_DATASET ENTRIES:_

═══

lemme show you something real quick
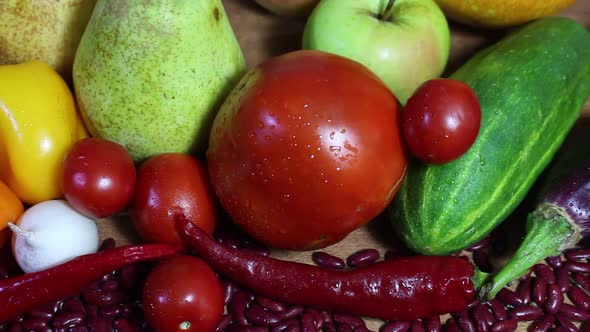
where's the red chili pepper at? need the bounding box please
[176,215,476,321]
[0,243,179,323]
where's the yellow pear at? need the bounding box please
[0,0,97,78]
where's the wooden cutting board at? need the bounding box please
[98,1,590,330]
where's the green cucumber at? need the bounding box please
[389,17,590,255]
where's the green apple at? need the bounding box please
[303,0,450,104]
[253,0,320,17]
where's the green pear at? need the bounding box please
[73,0,246,162]
[0,0,97,78]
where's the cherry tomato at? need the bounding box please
[207,50,408,251]
[131,153,217,250]
[143,255,224,332]
[62,138,136,218]
[402,78,481,164]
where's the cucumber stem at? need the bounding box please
[483,204,576,300]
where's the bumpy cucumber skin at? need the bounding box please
[390,17,590,255]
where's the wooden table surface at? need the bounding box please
[98,1,590,330]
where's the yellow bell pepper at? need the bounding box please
[0,61,88,205]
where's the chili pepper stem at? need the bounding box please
[7,222,36,246]
[472,267,489,290]
[483,203,578,300]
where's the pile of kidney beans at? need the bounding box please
[2,219,590,332]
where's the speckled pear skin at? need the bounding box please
[0,0,97,78]
[73,0,246,162]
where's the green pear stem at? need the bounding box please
[8,222,37,247]
[380,0,396,21]
[483,205,575,300]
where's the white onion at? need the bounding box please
[9,199,100,273]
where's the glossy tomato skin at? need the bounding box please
[143,255,224,332]
[131,153,217,250]
[403,78,481,164]
[62,138,136,218]
[208,50,408,251]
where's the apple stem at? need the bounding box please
[380,0,396,21]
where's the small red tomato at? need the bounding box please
[403,78,481,164]
[131,153,217,250]
[62,137,136,218]
[143,255,224,332]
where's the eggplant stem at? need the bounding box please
[483,204,575,300]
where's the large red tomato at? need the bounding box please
[207,50,408,251]
[130,153,217,250]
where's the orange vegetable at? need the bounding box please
[0,180,24,248]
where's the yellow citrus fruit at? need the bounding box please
[434,0,576,28]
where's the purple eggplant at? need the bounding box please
[483,130,590,300]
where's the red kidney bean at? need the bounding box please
[556,267,571,293]
[322,321,336,332]
[546,256,563,269]
[466,237,491,252]
[453,310,476,332]
[27,308,55,321]
[490,319,518,332]
[545,283,564,315]
[559,303,590,322]
[381,320,411,332]
[114,317,141,332]
[532,277,548,305]
[496,288,525,307]
[227,325,271,332]
[98,305,121,318]
[69,326,90,332]
[411,320,426,332]
[583,324,590,332]
[311,252,346,270]
[472,303,495,330]
[117,265,137,290]
[337,325,354,332]
[508,305,543,321]
[85,304,98,319]
[424,316,441,332]
[568,285,590,311]
[271,319,300,332]
[443,318,459,332]
[82,289,124,306]
[574,273,590,292]
[223,278,235,305]
[354,326,371,332]
[528,314,555,332]
[473,250,493,273]
[555,327,573,332]
[99,280,119,292]
[556,314,579,332]
[346,249,380,268]
[99,238,116,251]
[21,317,48,331]
[534,264,556,284]
[333,313,365,328]
[62,298,85,314]
[245,304,282,326]
[256,296,287,312]
[516,278,532,305]
[52,311,85,328]
[566,249,590,261]
[281,306,305,320]
[216,314,232,332]
[300,311,318,332]
[487,300,508,321]
[230,290,249,326]
[567,261,590,273]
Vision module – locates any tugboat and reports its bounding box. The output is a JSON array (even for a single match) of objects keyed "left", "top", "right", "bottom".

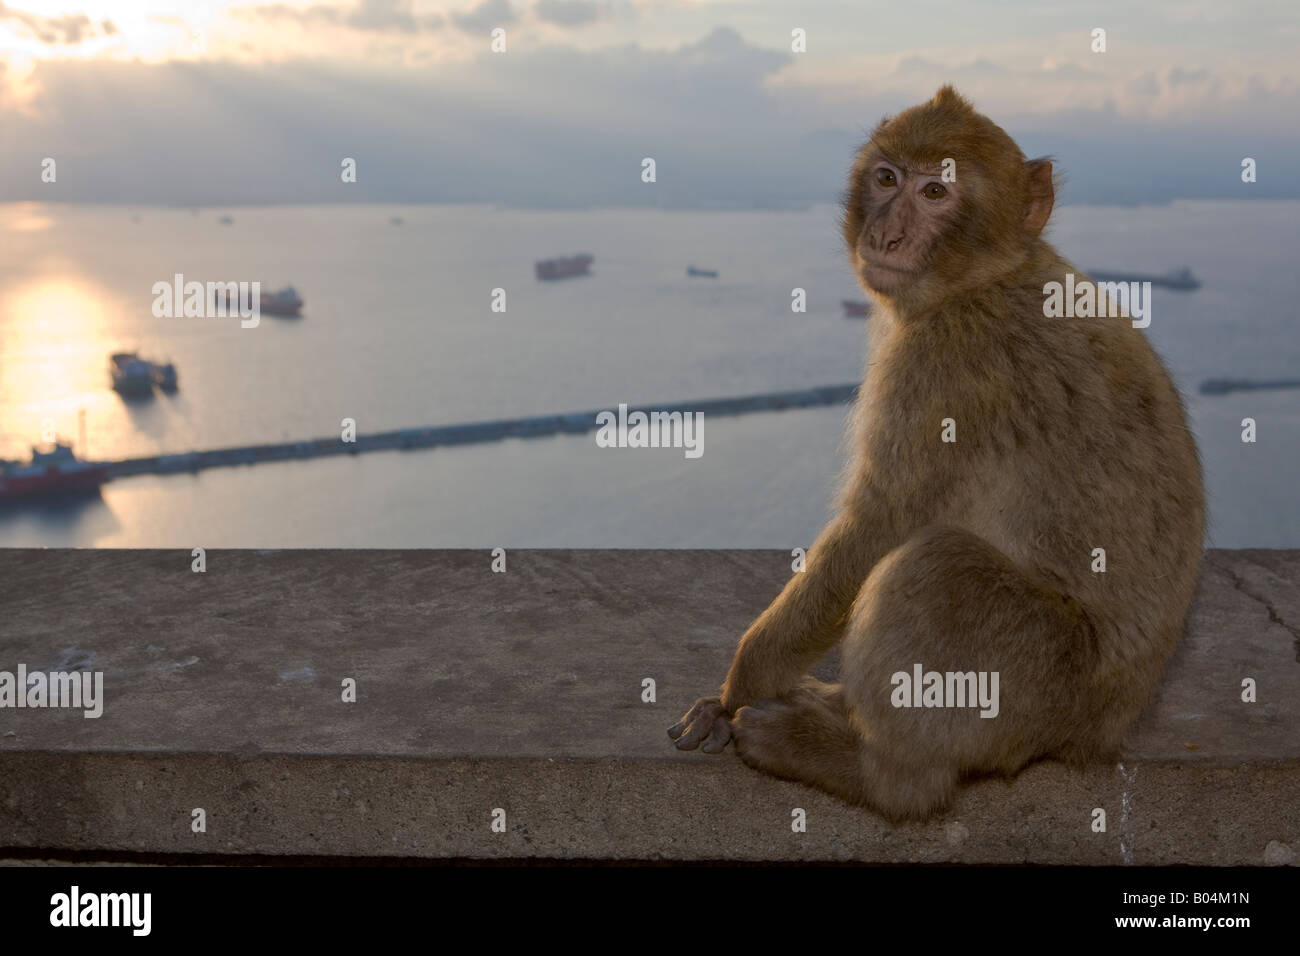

═══

Retype, word for word, the lines from the one with "where's the eggplant" through the last line of the entries above, and only those lines. Leave pictures out.

where's the eggplant stem at? need the bounding box please
[483,204,575,300]
where's the large red tomato at? need the bounding box please
[207,50,408,251]
[130,153,217,250]
where's the orange vegetable at? need the bounding box please
[0,180,24,248]
where's the yellow citrus fruit at? need the bounding box please
[434,0,576,28]
where's the purple eggplant at? need the bounding box please
[483,130,590,300]
where's the red kidney bean at? need the bounding box please
[556,267,571,293]
[322,321,336,332]
[546,256,563,269]
[466,237,491,252]
[453,310,476,332]
[27,308,55,321]
[490,319,518,332]
[545,283,564,315]
[559,303,590,322]
[381,320,411,332]
[114,317,141,332]
[532,277,548,305]
[496,288,525,307]
[227,325,271,332]
[98,305,121,318]
[69,326,90,332]
[411,320,426,332]
[583,324,590,332]
[311,252,346,270]
[472,303,495,330]
[117,265,137,290]
[337,325,354,332]
[508,305,543,321]
[85,304,98,319]
[424,316,441,332]
[568,285,590,311]
[271,319,300,332]
[443,318,459,332]
[82,289,124,306]
[574,273,590,292]
[223,278,235,305]
[354,326,371,332]
[528,314,555,332]
[473,250,493,273]
[555,327,573,332]
[99,280,119,292]
[556,314,579,332]
[346,249,380,268]
[99,238,116,251]
[21,317,48,331]
[534,264,556,284]
[333,313,365,328]
[62,298,85,314]
[245,304,282,326]
[256,296,287,312]
[516,278,532,305]
[52,311,85,328]
[566,249,590,261]
[281,306,305,320]
[216,314,232,332]
[300,311,318,332]
[487,300,508,321]
[230,290,249,326]
[567,261,590,273]
Vision module – locates any tugboat and reports its bounding box. The output is a JSON array (even for a single match) of objects keyed "left", "top", "right", "bottom".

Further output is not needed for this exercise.